→ How to complete this task
Find every line of the records that has "road" and return it.

_ _ _ _ _ _ _

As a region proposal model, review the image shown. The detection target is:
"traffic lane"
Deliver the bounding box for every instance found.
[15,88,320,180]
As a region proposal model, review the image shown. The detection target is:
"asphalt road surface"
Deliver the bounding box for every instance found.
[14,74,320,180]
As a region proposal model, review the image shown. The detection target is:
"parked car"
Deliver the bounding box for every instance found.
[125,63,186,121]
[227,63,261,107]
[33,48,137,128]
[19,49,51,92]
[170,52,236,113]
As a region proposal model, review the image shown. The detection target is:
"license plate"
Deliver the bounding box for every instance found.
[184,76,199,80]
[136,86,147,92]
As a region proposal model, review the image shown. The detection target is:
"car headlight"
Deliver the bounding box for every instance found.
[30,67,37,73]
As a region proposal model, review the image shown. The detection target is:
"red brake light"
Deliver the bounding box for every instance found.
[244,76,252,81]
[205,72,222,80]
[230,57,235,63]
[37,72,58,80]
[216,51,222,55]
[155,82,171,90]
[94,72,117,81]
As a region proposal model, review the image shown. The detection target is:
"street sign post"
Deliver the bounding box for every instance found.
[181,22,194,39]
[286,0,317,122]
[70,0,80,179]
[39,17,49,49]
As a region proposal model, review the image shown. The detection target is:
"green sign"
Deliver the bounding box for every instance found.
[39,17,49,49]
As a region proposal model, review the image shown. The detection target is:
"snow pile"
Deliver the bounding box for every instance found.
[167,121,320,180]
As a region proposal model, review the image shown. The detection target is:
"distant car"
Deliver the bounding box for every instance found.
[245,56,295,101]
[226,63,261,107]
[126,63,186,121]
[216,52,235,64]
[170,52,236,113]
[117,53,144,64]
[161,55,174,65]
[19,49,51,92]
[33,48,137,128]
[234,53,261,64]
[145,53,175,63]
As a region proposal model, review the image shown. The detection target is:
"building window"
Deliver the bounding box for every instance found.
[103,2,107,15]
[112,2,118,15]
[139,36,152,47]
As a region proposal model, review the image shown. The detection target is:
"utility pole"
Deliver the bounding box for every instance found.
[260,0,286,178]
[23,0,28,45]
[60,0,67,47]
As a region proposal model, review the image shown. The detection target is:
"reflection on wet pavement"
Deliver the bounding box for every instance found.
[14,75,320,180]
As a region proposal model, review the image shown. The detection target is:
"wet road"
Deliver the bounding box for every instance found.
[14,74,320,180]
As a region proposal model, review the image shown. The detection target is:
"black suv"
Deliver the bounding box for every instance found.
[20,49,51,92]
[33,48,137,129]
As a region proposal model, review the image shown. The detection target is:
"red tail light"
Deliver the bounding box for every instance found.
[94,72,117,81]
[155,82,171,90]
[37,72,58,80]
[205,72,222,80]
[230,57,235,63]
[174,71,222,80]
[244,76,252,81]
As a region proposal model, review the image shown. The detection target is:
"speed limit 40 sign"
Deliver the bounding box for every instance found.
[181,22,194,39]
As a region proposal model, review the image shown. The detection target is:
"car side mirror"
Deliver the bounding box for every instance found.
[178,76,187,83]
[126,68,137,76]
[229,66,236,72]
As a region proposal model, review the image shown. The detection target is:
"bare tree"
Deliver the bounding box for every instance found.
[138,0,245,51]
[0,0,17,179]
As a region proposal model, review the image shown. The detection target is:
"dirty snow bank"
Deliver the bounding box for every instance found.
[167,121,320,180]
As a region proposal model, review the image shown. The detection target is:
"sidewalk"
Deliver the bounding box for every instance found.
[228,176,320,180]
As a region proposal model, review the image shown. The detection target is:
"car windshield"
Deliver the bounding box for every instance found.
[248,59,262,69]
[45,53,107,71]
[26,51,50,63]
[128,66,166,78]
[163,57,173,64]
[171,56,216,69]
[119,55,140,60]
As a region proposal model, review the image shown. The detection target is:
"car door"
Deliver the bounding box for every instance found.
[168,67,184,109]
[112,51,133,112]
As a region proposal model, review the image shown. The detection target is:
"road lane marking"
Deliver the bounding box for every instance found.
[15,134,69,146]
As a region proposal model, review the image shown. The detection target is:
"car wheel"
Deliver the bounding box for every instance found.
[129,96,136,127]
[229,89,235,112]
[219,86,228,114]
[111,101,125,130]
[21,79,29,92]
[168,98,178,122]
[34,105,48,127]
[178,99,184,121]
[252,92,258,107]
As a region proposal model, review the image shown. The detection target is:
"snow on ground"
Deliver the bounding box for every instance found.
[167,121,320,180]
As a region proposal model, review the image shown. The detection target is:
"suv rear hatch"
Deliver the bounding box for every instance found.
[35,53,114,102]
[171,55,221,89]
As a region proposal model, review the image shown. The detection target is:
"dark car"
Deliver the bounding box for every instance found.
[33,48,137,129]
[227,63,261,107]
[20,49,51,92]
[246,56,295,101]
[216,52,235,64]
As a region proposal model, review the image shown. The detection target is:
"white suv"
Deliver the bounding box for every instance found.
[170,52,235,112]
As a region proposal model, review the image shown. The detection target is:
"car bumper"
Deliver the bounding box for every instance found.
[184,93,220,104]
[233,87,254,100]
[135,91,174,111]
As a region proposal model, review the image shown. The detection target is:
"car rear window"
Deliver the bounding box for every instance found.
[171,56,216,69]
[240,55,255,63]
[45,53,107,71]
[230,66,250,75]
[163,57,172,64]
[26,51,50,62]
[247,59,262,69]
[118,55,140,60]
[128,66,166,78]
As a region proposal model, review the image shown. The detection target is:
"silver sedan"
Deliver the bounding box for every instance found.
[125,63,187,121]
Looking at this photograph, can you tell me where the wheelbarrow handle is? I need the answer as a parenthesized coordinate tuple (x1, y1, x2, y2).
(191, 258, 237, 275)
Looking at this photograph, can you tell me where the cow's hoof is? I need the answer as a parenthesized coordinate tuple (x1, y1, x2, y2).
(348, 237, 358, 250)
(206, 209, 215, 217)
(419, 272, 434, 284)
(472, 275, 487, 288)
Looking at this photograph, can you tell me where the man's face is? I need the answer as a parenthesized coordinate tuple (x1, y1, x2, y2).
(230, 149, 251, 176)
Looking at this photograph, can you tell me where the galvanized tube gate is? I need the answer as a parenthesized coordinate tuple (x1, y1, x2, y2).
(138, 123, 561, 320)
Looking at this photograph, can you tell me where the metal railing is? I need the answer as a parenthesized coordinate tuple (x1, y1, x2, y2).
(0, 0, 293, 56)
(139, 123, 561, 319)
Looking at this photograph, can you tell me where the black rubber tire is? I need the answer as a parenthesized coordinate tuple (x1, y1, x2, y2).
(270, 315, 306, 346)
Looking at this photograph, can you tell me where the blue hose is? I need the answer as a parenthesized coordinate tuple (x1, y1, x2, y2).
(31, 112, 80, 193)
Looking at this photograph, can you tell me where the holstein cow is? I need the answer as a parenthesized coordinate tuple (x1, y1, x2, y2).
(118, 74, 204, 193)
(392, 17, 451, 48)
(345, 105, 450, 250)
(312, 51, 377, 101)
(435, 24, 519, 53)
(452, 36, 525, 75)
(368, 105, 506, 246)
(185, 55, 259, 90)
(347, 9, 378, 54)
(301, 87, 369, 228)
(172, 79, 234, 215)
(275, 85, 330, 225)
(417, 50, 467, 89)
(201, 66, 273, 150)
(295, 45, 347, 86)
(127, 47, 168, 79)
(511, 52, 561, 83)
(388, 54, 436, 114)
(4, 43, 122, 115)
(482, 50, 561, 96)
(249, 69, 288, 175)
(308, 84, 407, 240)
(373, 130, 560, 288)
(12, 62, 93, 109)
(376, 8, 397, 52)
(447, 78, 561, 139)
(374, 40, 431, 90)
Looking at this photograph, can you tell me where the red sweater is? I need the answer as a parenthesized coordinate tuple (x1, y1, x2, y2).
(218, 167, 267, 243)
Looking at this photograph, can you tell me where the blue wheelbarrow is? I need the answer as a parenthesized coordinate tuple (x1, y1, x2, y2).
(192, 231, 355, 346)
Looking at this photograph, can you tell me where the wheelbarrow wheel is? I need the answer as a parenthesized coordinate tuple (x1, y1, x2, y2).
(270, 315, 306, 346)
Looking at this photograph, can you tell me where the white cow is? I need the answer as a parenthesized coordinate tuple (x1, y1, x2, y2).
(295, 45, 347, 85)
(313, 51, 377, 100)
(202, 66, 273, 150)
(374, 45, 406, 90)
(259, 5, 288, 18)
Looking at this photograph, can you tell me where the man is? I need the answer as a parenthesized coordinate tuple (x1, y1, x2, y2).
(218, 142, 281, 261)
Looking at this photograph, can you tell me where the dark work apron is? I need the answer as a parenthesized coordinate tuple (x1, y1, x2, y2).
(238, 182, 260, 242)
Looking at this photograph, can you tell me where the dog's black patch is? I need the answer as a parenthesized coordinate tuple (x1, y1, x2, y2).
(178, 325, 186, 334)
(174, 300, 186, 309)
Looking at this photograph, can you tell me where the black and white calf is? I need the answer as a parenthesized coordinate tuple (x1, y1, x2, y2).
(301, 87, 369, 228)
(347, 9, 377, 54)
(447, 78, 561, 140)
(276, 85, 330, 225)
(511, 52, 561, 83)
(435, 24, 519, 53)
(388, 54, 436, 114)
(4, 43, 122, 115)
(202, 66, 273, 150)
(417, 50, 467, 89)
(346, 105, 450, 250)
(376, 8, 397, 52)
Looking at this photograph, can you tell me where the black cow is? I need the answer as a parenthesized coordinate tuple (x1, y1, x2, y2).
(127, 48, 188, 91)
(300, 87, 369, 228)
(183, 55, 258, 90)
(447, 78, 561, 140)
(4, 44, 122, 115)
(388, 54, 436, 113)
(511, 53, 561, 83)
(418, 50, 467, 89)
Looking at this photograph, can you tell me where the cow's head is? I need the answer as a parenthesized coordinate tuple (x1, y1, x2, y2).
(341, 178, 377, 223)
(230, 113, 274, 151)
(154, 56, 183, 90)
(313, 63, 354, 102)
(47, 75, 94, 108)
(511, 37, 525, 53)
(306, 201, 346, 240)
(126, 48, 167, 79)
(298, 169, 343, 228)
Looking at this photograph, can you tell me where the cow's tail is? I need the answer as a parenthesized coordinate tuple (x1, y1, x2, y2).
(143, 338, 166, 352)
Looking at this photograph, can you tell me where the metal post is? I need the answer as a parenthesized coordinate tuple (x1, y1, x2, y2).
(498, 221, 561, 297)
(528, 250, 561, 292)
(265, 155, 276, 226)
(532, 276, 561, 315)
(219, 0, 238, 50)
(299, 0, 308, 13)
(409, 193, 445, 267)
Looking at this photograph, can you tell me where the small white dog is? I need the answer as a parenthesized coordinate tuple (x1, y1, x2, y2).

_ _ _ _ _ _ _

→ Your response
"asphalt road surface"
"wet road"
"road lane marking"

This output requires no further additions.